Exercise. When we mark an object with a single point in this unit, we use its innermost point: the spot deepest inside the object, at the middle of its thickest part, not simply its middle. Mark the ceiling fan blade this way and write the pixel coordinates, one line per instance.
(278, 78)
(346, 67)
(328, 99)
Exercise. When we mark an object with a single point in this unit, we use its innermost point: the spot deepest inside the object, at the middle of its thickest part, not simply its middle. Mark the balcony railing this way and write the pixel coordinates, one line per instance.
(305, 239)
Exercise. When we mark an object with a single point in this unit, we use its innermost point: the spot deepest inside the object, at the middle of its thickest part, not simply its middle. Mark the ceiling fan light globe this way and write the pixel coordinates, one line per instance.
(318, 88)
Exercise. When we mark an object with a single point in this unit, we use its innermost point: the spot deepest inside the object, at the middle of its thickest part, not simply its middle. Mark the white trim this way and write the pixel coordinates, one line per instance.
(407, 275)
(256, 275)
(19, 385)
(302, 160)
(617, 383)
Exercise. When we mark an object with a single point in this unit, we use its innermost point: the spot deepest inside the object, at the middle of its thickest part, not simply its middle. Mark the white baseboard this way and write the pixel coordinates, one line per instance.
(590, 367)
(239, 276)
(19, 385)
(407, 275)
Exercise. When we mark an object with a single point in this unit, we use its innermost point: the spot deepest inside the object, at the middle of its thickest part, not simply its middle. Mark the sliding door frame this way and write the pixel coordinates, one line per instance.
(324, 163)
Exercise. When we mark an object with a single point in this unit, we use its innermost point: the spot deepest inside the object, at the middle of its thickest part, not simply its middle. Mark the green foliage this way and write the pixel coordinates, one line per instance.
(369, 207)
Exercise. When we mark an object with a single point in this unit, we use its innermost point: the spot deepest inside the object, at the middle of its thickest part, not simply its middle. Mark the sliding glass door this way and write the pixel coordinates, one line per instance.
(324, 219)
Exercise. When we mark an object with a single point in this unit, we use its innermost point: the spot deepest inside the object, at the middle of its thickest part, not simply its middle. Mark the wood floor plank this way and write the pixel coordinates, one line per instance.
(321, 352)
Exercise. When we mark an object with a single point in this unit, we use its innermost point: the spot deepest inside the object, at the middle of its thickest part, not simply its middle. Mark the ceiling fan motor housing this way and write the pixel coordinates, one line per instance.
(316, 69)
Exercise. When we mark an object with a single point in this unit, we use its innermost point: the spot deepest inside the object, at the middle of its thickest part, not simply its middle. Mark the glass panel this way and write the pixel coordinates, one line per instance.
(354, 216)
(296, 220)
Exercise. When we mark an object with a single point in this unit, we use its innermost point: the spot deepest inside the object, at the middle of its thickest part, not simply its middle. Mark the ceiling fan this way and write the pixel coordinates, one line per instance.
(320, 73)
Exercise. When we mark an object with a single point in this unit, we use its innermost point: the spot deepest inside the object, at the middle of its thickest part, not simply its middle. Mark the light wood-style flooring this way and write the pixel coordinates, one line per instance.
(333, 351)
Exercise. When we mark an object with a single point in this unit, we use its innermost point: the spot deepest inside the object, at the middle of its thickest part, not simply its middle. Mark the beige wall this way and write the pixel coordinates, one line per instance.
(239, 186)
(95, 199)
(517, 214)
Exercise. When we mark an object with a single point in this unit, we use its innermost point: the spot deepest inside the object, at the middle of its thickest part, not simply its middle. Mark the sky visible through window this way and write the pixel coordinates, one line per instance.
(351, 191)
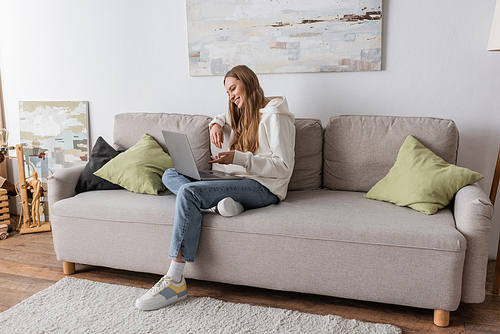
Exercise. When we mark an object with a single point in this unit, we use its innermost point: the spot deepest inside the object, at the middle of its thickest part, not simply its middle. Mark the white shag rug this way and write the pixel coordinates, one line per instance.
- - - - -
### TASK OBJECTIVE:
Lay out the stretch from the line containing "Mark the beige" through the end of the entries as a Markdown table with the columns No. and Text, one numbered row per line and no rows for blank lines. Leave the pictures out of the table.

### ANSWER IN FULL:
| No. | Text |
|---|---|
| 1 | Exercise. When we mark an object with a single point in this unit, we use its innermost point: the spot deepest inside the object, at the middle of its thickest part, not simply its middle. Mark the beige wall this way and write the pixel coordinates, one line per instance. |
| 2 | (239, 186) |
| 3 | (95, 199) |
| 4 | (517, 214) |
| 5 | Exercise. When we mark an object with a single point in this unit, we use its innermost point: the spot deepest inside the object, at the middle of its thickest part, not simply its middle. Mark the sky visible through window this way and write the pixel coordinates, one line per instance. |
| 6 | (351, 191) |
| 7 | Exercise. When we mark an object with a single point in this unit, we use its innermost point: the spot deepest inside the object, at the middle of its thickest part, not simply its middle. Mark the white shag rug this way and write the pixel coordinates, one line per instance. |